··· Source data

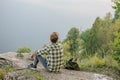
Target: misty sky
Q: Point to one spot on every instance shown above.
(30, 22)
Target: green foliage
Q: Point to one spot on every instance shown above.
(92, 62)
(34, 74)
(73, 41)
(117, 8)
(116, 53)
(110, 62)
(4, 71)
(66, 51)
(22, 50)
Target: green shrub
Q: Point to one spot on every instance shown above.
(93, 62)
(34, 74)
(110, 62)
(4, 71)
(23, 50)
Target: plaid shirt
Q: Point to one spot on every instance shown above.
(54, 56)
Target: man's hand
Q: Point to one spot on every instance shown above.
(32, 57)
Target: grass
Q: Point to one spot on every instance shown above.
(107, 66)
(4, 71)
(34, 74)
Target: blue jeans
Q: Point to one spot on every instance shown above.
(42, 60)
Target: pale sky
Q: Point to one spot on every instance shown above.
(30, 22)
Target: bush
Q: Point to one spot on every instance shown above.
(23, 50)
(110, 62)
(92, 62)
(35, 74)
(4, 71)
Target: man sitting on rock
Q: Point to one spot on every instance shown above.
(54, 55)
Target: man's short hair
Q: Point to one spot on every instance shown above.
(54, 37)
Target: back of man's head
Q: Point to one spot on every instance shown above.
(54, 37)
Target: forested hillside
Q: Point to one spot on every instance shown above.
(98, 48)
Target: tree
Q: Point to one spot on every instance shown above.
(73, 39)
(117, 8)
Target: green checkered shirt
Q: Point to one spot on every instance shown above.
(54, 56)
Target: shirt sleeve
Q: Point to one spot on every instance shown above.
(45, 50)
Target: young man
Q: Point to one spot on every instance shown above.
(54, 55)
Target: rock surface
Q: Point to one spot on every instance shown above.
(21, 63)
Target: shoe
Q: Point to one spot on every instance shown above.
(31, 67)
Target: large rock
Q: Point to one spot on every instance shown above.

······

Write out the records again, starting with the line that contains "Target: pale sky" and going on through the end of the records, keeping every line, requests included. Add 41 to each number in the point coordinates.

Target: pale sky
Q: Point to one spot on every instance shown above.
(71, 63)
Target: bush
Q: Point to one spot on every instance shown above.
(64, 91)
(151, 103)
(133, 103)
(76, 115)
(45, 112)
Target: man sitting on rock
Q: Point to one spot on every instance shown above.
(95, 96)
Target: man's short hair
Q: Point to one spot on every instance shown above.
(95, 78)
Target: back of man's head
Q: Point to one spot on every instance shown above.
(95, 78)
Target: forested hillside
Q: Point to one spot on every instance shown above.
(139, 89)
Target: tree
Q: Point to one spot on every instance shown above.
(114, 80)
(158, 49)
Target: green checkered shirt
Q: Point to one spot on every instance shown above.
(95, 97)
Target: shirt sleeve
Q: Point to one spot on every instance shown above.
(86, 91)
Target: young man
Q: Point to one spot on every instance shown above.
(95, 96)
Target: rock surface
Q: Point to one spot on every instance shown above.
(62, 104)
Target: shoe
Q: Point to one spot on every instance shown above.
(72, 108)
Target: large rock
Q: Point to one spot on every instance shown above.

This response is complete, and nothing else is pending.